-- START Reading passage --

I’m wondering why the marinated beets are not so hard as the fermented ones are.  I am thinking about marinating more beets than I need for dinner next time, and then putting the extra in a jar to pickle, to see what happens there.  We’re not getting beets in today’s CSA share, so I guess I will run up to Fairway tomorrow and pick some up to experiment with.


I opened the plain sauerkraut tonight, and I find that I much prefer fresh 3-day sauerkraut to any other kind.  I think I went at least 30 years without eating sauerkraut, before I started making it.

The first day is the best, by me.  Once I open the sauerkraut, after fermenting, I put it in the refrigerator.  Refrigerated, it is still good, but nothing compares to the fresh stuff.  I think I am going to start making smaller batches, because I so prefer the new 3-day stuff.

I am not saying I don’t like the sauerkraut all the way to the bottom of the jar, it’s just that the first day is so nice.

PICKLE EXPERIMENT: Kirby’s and Brussels sprouts

I’m making cucumber pickles and Brussels sprouts pickles right now.  At least, that is my goal.  I say it that way because I did not have any available Mason jars when I bought the Kirby cucumbers and Brussels sprouts on the spur of themoment, so I used glass jars I had on hand (mayonnaise jars with plastic tops and a hot pepper paste jar with a metal lid)

-- END Reading passage --

Stated task a.
Reproduce the records verbatim, from the line containing "Each instance receives one keypoint. Mark the pink" through the last line of the records, including both ends.

-- START Data supplied --

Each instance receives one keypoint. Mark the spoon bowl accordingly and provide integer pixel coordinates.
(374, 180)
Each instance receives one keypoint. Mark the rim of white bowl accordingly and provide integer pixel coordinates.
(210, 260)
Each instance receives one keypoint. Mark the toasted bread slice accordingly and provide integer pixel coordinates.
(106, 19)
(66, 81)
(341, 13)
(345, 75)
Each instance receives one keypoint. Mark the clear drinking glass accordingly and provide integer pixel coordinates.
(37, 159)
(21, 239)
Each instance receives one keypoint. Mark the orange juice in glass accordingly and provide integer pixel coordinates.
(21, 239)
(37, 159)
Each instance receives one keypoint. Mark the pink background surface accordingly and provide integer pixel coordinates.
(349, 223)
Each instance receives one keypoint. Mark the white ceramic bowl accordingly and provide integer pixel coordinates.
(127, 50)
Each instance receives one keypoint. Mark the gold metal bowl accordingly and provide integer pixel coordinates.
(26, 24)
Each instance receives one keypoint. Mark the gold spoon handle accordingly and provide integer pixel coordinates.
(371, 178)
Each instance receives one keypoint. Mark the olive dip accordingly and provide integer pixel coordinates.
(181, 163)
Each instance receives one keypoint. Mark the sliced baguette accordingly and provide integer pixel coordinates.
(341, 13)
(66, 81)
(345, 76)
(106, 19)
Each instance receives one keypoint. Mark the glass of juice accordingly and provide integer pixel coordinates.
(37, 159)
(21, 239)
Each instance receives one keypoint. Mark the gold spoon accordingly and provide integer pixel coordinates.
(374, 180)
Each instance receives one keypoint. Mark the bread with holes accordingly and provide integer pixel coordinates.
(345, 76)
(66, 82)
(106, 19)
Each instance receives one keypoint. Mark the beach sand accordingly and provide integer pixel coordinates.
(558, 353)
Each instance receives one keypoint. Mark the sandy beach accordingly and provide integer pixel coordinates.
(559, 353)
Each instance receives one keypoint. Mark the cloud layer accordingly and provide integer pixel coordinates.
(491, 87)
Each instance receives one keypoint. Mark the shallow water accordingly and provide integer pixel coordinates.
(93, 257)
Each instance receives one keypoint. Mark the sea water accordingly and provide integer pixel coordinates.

-- END Data supplied --

Stated task b.
In the post about sauerkraut and pickles, condense the paragraph beginning "The first day is the best" into a short bulleted list that keeps its main facts.

Complete response a.
Each instance receives one keypoint. Mark the pink background surface accordingly and provide integer pixel coordinates.
(349, 223)
Each instance receives one keypoint. Mark the white ceramic bowl accordingly and provide integer pixel coordinates.
(127, 50)
Each instance receives one keypoint. Mark the gold metal bowl accordingly and provide integer pixel coordinates.
(26, 24)
Each instance receives one keypoint. Mark the gold spoon handle accordingly and provide integer pixel coordinates.
(371, 178)
Each instance receives one keypoint. Mark the olive dip accordingly and provide integer pixel coordinates.
(181, 163)
Each instance receives one keypoint. Mark the sliced baguette accordingly and provide integer pixel coordinates.
(341, 13)
(66, 81)
(345, 76)
(106, 19)
Each instance receives one keypoint. Mark the glass of juice accordingly and provide integer pixel coordinates.
(37, 159)
(21, 239)
Each instance receives one keypoint. Mark the gold spoon accordingly and provide integer pixel coordinates.
(374, 180)
Each instance receives one keypoint. Mark the bread with holes accordingly and provide integer pixel coordinates.
(345, 76)
(66, 82)
(106, 19)
Each instance receives one keypoint. Mark the beach sand accordingly and provide integer pixel coordinates.
(558, 353)
Each instance receives one keypoint. Mark the sandy beach accordingly and provide integer pixel coordinates.
(559, 353)
Each instance receives one keypoint. Mark the cloud layer accordingly and provide integer pixel coordinates.
(491, 87)
Each instance receives one keypoint. Mark the shallow water accordingly and provide integer pixel coordinates.
(93, 257)
Each instance receives one keypoint. Mark the sea water accordingly and provide integer pixel coordinates.

Complete response b.
- The first day of sauerkraut is the best.
- After fermenting, opened sauerkraut goes into the refrigerator.
- Refrigerated sauerkraut is still good, but nothing compares to the fresh stuff.
- Because of this preference, the plan is to make smaller batches.